Task directions: Wherever "below" occurs in the entries, copy the line that holds it.

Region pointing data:

=== Begin Enclosure ===

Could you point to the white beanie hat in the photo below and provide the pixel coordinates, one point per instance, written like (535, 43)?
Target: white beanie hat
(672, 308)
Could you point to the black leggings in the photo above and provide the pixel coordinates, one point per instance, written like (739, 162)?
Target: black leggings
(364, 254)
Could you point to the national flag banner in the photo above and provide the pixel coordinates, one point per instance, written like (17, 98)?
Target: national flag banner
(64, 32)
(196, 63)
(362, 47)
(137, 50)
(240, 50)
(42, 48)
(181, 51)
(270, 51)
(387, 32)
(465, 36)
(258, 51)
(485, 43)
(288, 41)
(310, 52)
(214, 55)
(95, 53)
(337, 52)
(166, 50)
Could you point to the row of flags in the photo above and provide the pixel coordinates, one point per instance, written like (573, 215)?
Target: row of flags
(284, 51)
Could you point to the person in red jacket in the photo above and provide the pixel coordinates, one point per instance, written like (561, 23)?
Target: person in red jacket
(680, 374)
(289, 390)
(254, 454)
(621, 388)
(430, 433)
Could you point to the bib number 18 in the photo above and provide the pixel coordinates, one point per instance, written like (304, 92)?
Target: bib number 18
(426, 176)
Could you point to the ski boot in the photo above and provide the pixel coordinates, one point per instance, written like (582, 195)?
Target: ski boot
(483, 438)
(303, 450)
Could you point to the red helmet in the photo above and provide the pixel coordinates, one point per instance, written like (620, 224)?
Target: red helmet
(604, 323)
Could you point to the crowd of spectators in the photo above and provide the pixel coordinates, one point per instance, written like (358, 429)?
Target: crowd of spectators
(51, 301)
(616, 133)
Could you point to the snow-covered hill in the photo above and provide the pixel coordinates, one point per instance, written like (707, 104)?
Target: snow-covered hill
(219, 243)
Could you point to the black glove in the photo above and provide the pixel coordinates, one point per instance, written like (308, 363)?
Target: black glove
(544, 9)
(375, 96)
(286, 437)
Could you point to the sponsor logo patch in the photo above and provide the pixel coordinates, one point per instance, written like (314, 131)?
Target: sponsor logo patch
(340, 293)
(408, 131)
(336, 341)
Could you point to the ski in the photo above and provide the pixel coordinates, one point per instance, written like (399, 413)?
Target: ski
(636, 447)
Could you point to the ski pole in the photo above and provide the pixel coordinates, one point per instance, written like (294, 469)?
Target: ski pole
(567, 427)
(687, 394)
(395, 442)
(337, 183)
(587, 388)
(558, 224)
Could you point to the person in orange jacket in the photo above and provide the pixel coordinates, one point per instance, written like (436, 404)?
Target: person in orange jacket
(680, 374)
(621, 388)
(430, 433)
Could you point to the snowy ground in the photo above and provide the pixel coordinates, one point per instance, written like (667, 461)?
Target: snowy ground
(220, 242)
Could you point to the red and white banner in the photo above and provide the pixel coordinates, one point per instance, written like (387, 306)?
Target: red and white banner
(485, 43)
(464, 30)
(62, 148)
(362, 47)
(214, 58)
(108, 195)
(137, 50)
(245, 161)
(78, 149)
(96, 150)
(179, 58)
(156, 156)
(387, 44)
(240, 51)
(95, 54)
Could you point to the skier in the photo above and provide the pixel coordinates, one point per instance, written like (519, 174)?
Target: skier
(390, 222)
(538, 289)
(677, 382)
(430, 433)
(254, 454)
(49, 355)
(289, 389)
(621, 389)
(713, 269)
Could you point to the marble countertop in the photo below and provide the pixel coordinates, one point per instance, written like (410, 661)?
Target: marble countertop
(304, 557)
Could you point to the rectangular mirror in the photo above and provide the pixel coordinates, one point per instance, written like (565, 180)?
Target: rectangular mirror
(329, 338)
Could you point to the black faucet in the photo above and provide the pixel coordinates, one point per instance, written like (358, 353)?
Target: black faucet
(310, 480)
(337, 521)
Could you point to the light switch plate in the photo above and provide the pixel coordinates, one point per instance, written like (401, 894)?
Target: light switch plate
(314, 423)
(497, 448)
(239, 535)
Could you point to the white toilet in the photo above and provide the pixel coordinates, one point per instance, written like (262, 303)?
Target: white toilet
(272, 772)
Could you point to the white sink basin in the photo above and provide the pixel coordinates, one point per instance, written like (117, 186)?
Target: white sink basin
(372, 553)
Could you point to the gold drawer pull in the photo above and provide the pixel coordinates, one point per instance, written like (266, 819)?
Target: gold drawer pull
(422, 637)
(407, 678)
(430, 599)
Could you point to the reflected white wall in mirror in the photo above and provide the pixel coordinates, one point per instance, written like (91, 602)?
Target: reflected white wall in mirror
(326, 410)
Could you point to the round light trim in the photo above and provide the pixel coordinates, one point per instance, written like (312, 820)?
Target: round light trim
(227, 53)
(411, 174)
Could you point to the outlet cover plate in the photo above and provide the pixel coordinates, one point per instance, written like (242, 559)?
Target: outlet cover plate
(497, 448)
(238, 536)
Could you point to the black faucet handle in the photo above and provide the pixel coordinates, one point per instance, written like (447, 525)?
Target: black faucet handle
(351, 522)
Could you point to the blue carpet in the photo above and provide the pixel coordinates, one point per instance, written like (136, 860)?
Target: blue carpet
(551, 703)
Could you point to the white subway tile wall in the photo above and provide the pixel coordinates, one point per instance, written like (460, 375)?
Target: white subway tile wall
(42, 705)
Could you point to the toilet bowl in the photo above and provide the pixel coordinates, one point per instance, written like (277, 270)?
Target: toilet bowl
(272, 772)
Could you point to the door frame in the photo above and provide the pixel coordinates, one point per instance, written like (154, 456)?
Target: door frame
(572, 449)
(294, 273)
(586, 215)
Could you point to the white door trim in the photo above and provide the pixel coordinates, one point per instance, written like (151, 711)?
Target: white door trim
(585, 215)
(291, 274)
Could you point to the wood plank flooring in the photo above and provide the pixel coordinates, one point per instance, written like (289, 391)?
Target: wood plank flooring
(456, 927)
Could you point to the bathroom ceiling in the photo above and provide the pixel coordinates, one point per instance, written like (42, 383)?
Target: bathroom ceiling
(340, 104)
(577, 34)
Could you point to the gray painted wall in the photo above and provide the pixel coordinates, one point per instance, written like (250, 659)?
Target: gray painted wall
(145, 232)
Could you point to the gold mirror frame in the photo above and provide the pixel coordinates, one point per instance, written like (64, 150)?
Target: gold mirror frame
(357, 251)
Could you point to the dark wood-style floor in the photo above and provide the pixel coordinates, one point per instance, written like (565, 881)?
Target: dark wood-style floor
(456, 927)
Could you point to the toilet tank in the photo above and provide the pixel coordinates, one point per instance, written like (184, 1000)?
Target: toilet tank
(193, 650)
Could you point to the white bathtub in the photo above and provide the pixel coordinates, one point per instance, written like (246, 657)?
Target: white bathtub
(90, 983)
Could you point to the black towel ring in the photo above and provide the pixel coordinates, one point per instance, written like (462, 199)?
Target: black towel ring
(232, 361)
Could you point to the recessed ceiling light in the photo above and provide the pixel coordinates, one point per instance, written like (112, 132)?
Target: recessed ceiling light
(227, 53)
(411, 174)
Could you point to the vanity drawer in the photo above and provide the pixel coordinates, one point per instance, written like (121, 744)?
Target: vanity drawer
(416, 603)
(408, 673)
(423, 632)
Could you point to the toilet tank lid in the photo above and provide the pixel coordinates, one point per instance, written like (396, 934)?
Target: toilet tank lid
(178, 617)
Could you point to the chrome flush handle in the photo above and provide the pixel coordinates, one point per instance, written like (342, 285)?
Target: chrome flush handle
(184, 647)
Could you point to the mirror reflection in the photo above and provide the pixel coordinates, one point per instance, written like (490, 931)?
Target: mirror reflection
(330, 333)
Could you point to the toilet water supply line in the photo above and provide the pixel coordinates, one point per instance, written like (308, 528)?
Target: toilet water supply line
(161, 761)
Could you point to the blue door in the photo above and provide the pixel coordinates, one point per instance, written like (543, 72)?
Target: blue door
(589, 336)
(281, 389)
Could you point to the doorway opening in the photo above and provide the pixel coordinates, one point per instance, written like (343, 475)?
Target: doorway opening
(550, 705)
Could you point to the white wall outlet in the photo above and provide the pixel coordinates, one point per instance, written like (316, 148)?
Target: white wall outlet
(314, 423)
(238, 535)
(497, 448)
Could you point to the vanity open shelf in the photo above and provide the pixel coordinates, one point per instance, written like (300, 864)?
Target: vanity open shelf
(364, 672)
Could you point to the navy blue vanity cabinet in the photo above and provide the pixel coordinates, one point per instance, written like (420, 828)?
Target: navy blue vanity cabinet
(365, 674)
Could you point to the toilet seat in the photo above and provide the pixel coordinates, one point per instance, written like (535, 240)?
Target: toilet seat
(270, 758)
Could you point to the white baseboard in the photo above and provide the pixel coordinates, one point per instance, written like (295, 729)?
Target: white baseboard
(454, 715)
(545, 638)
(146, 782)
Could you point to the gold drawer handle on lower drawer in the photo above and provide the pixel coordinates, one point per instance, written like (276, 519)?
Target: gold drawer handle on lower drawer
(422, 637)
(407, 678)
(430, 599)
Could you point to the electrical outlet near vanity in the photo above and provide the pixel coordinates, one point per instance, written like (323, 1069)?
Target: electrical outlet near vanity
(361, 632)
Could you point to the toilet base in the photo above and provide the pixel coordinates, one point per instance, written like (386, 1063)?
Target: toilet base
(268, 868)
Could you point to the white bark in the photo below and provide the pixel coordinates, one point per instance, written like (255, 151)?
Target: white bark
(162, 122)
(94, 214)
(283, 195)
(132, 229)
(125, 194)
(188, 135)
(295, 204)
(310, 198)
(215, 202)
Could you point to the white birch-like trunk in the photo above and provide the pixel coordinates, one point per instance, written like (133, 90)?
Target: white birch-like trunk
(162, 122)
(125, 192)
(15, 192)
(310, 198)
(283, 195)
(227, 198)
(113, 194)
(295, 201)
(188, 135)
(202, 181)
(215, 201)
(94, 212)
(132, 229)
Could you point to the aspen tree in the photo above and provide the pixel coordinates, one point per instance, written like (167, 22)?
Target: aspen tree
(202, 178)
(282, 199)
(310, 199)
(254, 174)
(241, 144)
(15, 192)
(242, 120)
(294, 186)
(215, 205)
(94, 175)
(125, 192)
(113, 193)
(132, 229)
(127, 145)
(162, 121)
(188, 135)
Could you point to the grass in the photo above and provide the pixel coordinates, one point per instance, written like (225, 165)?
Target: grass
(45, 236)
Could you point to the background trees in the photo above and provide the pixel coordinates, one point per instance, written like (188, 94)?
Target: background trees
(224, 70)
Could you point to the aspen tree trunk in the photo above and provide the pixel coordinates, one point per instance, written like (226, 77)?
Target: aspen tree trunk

=== End Enclosure ===

Answer:
Could you point to the white beanie hat in the photo below and provide the pixel coordinates, one point per instance, written like (535, 43)?
Could you point to the marble countertop in the photo below and provide the pixel coordinates, one point per instance, written like (410, 661)?
Could you point to the white bark in the photo below and provide the pixel coordinates, one point per instance, written like (255, 151)?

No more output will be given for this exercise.